Aim of the task: Select every line of the items below that contains the word "each", and copy those lines out in full.

Entries provided:

--

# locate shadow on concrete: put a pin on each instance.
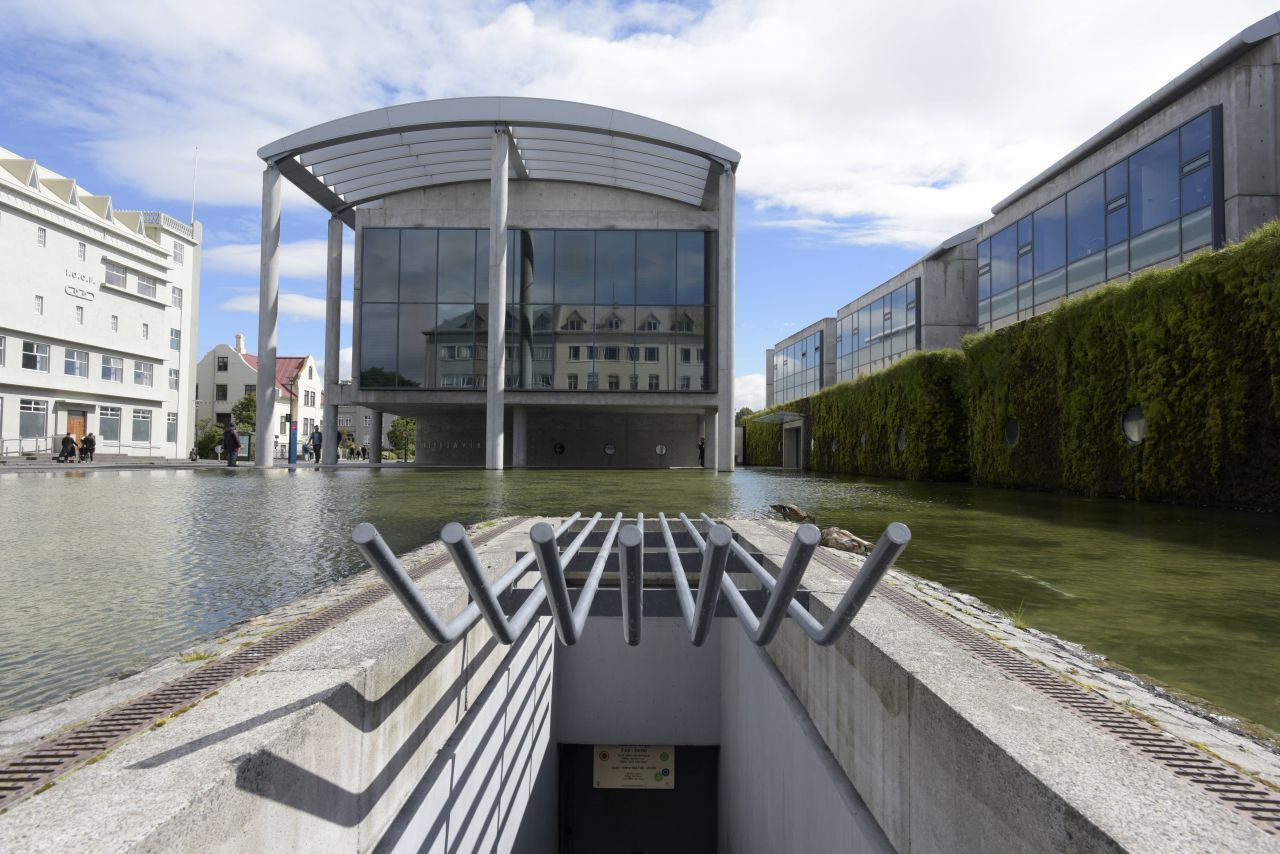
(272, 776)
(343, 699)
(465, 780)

--

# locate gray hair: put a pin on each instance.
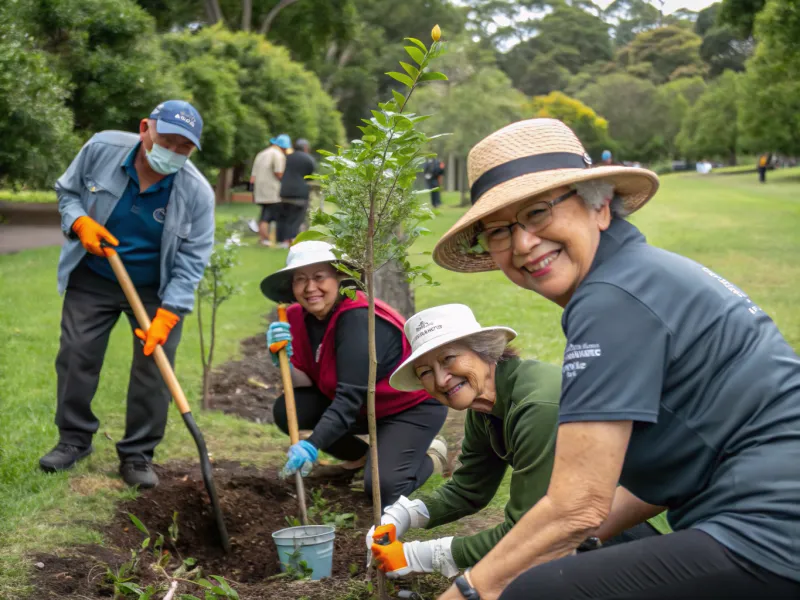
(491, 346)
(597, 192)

--

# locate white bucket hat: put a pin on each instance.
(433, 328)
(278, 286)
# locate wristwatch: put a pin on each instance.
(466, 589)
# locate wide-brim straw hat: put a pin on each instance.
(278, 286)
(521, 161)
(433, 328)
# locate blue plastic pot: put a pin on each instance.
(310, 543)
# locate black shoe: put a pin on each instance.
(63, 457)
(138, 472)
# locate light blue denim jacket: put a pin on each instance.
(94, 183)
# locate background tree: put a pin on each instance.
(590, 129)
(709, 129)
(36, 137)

--

Written answer:
# locate shadow on concrete: put a pin on each instance.
# locate gray hair: put a pin on each instance.
# locate white bucket hat: put a pin on each instance.
# locate wristwatch: put a pin on each instance.
# locate wide-brim straw hat: put a pin on each instance.
# locate blue plastic pot: put a pin on each instance.
# locate black shoe: put a pin on each instance.
# locate light blue denim jacket: put a pin on each instance.
# locate background tree: put a pin on each instance.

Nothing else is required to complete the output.